Decode Ways II

Decode Ways II - Problem

A message containing letters from A-Z can be encoded into numbers using the following mapping:

'A' -> "1"
'B' -> "2"
...
'Z' -> "26"

To decode an encoded message, all the digits must be grouped then mapped back into letters using the reverse of the mapping above (there may be multiple ways).

For example, "11106" can be mapped into:

"AAJF" with the grouping (1 1 10 6)
"KJF" with the grouping (11 10 6)

Note that the grouping (1 11 06) is invalid because "06" cannot be mapped into 'F' since "6" is different from "06".

In addition to the mapping above, an encoded message may contain the '*' character, which can represent any digit from '1' to '9' ('0' is excluded). For example, the encoded message "1*" may represent any of the encoded messages "11", "12", "13", "14", "15", "16", "17", "18", or "19". Decoding "1*" is equivalent to decoding any of the encoded messages it can represent.

## Exercise task
Translate this sentence from the Decode Ways II problem into Spanish: "Decoding "1*" is equivalent to decoding any of the encoded messages it can represent." The lines after this point come from a separate source.

## Given information

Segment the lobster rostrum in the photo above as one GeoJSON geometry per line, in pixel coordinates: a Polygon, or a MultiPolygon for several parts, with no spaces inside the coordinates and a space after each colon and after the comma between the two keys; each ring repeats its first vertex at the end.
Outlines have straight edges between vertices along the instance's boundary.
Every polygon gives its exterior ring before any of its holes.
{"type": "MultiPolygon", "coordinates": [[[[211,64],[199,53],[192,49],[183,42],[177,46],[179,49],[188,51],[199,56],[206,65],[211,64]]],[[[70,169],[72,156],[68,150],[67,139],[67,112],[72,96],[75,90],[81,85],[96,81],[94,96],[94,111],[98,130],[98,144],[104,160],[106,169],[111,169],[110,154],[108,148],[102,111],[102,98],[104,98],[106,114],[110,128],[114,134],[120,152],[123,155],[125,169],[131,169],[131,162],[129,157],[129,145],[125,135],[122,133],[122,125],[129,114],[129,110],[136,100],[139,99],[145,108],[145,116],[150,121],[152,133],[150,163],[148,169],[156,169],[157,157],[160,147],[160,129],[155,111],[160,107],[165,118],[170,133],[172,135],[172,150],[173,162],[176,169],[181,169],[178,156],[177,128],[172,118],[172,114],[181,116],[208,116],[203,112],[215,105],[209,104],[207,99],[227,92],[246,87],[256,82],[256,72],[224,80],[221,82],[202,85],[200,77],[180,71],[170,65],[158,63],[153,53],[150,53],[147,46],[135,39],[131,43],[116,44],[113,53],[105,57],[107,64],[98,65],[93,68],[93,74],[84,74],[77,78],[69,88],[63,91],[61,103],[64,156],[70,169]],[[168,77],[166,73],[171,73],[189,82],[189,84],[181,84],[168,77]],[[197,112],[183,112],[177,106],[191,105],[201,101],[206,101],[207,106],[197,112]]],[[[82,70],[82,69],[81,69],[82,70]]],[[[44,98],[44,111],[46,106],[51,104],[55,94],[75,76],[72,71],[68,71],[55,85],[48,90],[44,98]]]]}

## Final answer
Decodificar "1*" equivale a decodificar cualquiera de los mensajes codificados que puede representar.